■ GIVEN ENTRIES
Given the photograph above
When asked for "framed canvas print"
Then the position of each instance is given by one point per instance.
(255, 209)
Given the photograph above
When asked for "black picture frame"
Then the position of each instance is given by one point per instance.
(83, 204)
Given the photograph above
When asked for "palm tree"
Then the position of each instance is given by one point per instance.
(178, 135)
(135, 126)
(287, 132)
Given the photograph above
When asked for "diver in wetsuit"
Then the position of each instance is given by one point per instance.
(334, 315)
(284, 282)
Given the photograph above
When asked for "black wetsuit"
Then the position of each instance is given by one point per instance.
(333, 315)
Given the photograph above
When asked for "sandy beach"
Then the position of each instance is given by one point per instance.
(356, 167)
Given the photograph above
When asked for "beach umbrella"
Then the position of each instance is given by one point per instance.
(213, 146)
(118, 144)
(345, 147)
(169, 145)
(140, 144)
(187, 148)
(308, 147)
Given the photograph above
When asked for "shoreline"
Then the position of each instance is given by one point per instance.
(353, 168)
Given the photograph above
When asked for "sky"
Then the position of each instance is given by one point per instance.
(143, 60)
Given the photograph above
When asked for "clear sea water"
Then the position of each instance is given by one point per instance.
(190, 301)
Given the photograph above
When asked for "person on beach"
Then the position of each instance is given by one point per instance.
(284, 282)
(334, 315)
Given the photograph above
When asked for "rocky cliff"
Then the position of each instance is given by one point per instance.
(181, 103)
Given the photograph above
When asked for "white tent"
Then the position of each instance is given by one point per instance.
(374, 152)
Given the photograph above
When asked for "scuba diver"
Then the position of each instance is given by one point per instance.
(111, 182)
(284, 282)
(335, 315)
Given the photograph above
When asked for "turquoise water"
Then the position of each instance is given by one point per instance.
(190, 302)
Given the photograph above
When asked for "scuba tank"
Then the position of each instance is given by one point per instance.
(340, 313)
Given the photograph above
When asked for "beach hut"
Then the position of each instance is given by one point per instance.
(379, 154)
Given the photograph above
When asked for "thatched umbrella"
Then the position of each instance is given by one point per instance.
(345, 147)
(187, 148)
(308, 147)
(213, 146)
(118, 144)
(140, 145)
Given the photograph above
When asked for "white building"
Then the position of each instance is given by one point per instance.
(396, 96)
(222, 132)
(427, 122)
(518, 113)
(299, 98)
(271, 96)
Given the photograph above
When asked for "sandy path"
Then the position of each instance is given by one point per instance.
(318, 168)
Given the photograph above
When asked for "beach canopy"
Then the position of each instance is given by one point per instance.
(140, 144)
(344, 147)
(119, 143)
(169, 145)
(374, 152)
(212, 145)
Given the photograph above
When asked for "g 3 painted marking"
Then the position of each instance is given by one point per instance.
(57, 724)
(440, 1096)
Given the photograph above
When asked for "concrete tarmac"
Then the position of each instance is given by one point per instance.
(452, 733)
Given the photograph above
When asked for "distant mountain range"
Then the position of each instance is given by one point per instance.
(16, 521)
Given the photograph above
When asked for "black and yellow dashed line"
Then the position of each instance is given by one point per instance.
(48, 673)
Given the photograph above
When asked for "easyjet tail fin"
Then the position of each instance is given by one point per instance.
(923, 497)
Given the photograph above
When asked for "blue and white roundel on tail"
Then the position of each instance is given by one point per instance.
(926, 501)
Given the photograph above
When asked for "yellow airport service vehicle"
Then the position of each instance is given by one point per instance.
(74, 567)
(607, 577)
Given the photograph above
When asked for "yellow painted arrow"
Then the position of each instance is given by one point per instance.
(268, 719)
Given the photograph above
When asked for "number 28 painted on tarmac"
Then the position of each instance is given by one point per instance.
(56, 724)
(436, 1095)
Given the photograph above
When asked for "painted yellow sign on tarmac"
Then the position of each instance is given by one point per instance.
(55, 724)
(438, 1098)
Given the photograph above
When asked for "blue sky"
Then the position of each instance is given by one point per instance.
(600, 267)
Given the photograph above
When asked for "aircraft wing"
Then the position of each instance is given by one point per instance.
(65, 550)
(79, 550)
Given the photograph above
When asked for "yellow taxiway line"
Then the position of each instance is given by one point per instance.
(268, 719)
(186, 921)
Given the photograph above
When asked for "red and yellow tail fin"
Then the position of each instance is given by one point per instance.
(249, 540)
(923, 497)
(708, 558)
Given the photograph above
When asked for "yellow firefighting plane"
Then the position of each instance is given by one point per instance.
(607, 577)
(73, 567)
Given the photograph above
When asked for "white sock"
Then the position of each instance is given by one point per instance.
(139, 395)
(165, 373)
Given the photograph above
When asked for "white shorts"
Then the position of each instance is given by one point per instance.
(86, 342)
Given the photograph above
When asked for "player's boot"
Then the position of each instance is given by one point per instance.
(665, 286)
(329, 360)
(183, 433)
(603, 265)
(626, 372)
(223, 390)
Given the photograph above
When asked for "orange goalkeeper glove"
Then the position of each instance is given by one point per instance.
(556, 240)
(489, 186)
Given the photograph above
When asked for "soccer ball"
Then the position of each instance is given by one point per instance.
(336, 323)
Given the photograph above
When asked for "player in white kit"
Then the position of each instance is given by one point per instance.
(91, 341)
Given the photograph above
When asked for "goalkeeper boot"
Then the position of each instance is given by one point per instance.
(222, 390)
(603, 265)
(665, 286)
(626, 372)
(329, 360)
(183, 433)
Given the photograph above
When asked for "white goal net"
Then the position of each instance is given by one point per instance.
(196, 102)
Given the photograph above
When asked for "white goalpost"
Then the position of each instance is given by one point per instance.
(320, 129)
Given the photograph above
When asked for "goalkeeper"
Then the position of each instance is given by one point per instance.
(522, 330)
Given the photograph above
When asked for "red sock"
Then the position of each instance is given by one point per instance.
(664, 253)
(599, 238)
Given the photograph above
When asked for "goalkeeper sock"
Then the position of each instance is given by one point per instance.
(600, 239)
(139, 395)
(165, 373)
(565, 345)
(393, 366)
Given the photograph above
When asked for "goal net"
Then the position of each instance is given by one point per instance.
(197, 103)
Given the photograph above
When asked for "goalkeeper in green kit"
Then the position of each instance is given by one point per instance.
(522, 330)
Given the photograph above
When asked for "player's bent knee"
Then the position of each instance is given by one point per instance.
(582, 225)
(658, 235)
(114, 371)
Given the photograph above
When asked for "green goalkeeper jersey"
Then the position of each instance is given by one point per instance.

■ REQUIREMENTS
Extract every line above exactly as it stands.

■ RESPONSE TO THIS TASK
Given the photograph above
When asked for "framed canvas print"
Then the position of each instance is given by one point per instance.
(255, 209)
Given the photograph above
When asked for "black picture frame"
Then the position of each instance is given by one point per instance.
(83, 204)
Given the photograph above
When asked for "palm tree"
Then the position of each instance is given by one point per instance.
(178, 135)
(135, 126)
(287, 132)
Given the photograph above
When asked for "diver in wetsuit"
Then the position of each instance is given by one point per instance.
(334, 315)
(284, 282)
Given the photograph above
When asked for "black wetsuit"
Then the position of each instance is given by one point per instance.
(333, 315)
Given the photograph above
When asked for "sandy beach"
Then the position of each instance is given by one point per instance.
(356, 167)
Given the photograph above
When asked for "beach umbrella"
Then the position of each instance is given by one point per instance.
(213, 146)
(118, 144)
(345, 147)
(169, 145)
(140, 144)
(187, 148)
(308, 147)
Given the photograph above
When asked for "shoreline"
Then the position of each instance is given by one point per instance.
(353, 168)
Given the photograph above
When asked for "sky"
Then the position of each instance is given by one point per instance.
(143, 60)
Given the photograph above
When asked for "clear sea water"
Then the position of each instance is given by one point per instance.
(190, 301)
Given the photograph above
When asked for "person on beach"
Then the position of each instance is given by one point per instance.
(284, 282)
(334, 315)
Given the photograph above
When asked for "rocky cliff"
Then the position of each instance is given by one point per instance.
(181, 103)
Given the photograph above
When asked for "white tent"
Then the position of each instance is given by one point per instance.
(374, 152)
Given the photograph above
When asked for "scuba diver"
Then the position of each instance is given by one point per instance.
(111, 182)
(284, 282)
(335, 315)
Given the photograph above
When asked for "turquoise water"
Then the position of each instance is given by one point per instance.
(190, 302)
Given the photograph above
When asked for "scuba tank"
Then the position of each instance is given by one point per instance.
(340, 313)
Given the photograph above
When asked for "beach hut"
Then the position of each instance is given by one point per instance.
(379, 154)
Given the photograph above
When asked for "thatched umbrella"
Then the position of each instance is given by one point per instance.
(345, 147)
(187, 148)
(308, 147)
(213, 146)
(118, 144)
(140, 145)
Given the photograph above
When asked for "white building"
Then the position of each instance is given by one point per instance.
(396, 96)
(222, 132)
(427, 122)
(518, 113)
(299, 98)
(271, 96)
Given the photograph above
When asked for "sandy path"
Then the position of each instance is given by one point per instance.
(318, 168)
Given the photograph above
When asked for "beach canopy"
Then the position of each instance is given by one point per instance.
(140, 144)
(344, 147)
(119, 143)
(169, 145)
(374, 152)
(212, 145)
Given the photograph above
When asked for "g 3 painted marking"
Then the position of each instance is given by one point per instance.
(57, 724)
(440, 1096)
Given the photograph above
When asked for "concrete tarmac"
Then the position of each instance is given by one point per instance.
(452, 733)
Given the photograph above
When asked for "distant mountain range"
Then the position of each instance is given by one point per instance.
(16, 521)
Given the photograph above
When asked for "black and yellow dashed line"
Then the position of each instance is given by one point per instance.
(48, 673)
Given the photograph above
When asked for "easyjet tail fin"
Then the position of each instance is given by one point per instance.
(923, 497)
Given the photograph above
When asked for "blue and white roundel on tail"
Then the position of each instance is given by one point per instance.
(926, 501)
Given the photograph above
When asked for "yellow airport service vehicle"
Then the position of each instance is given by one point per instance.
(74, 567)
(607, 577)
Given the photograph above
When asked for "yellow painted arrow"
Then the position of each instance is given by one point per instance.
(268, 719)
Given the photograph above
When asked for "number 28 painted on tarmac"
Then the position of each instance is given by one point per instance.
(56, 724)
(436, 1095)
Given the photograph above
When asked for "painted yellow sign on tarmac"
Then the position of each instance is given by one point per instance.
(55, 724)
(438, 1098)
Given the photograph above
When asked for "blue sky"
Then the position of each instance is given by one point per instance.
(600, 267)
Given the photograph above
When asked for "aircraft wing"
Then the position of each instance is given by one point per instance.
(65, 550)
(79, 550)
Given the photograph above
When asked for "yellow taxiway line"
Then the position of each instance is given by one point per instance.
(268, 719)
(186, 921)
Given the photograph above
When asked for "red and yellow tail fin"
Then the position of each instance is given by one point per instance.
(249, 540)
(923, 497)
(708, 558)
Given the photograph above
When asked for "yellow firefighting plane"
Then the position of each instance is given by one point per instance.
(607, 577)
(73, 567)
Given the photograph above
When asked for "white sock"
Then the position of each instance is given by one point per instance.
(139, 395)
(165, 373)
Given the photograph above
When asked for "white shorts"
Then the position of each instance is given by one point per instance.
(86, 342)
Given the photograph above
When asked for "player's boot"
Then the position of each instance is given by one point per instance.
(665, 286)
(329, 360)
(183, 433)
(603, 265)
(626, 372)
(223, 390)
Given the photograph above
When asked for "orange goalkeeper glove"
Then the position of each instance is given by one point per instance.
(556, 240)
(489, 186)
Given the photograph above
When asked for "soccer ball"
Then the position of each instance is given by one point per instance.
(336, 323)
Given the photograph above
When asked for "player in white kit"
Then the position of each instance is given by one point per instance.
(91, 341)
Given the photograph above
When asked for "goalkeeper boot"
Then the position of each instance is given by one point per instance.
(222, 390)
(603, 265)
(665, 286)
(626, 372)
(329, 360)
(183, 433)
Given the photograph above
When asked for "white goal net"
Then the position of each instance is given by one point per instance.
(196, 102)
Given the photograph above
When asked for "white goalpost"
Then the position of each instance is given by one point per instance.
(320, 129)
Given the photograph above
When asked for "goalkeeper"
Then the position of each instance is given by one point per instance.
(522, 330)
Given the photograph above
When asked for "red sock"
Then the position of each instance is given by one point per instance.
(664, 253)
(599, 238)
Given the photograph above
When asked for "goalkeeper sock"
Then the position of each instance is given by one point per instance.
(600, 239)
(139, 395)
(165, 373)
(565, 345)
(393, 366)
Given the photograph above
When asked for "goal net"
Then the position of each instance is given by one point per instance.
(197, 103)
Given the photograph above
When asked for "goalkeeper in green kit"
Then the position of each instance is given by one point per instance.
(522, 330)
Given the photograph above
When asked for "player's bent knee"
Then the position of each instance is given by one point per instance.
(582, 225)
(658, 235)
(114, 371)
Given the photograph above
When asked for "green goalkeeper jersey"
Then the position of each instance is given by one point per instance.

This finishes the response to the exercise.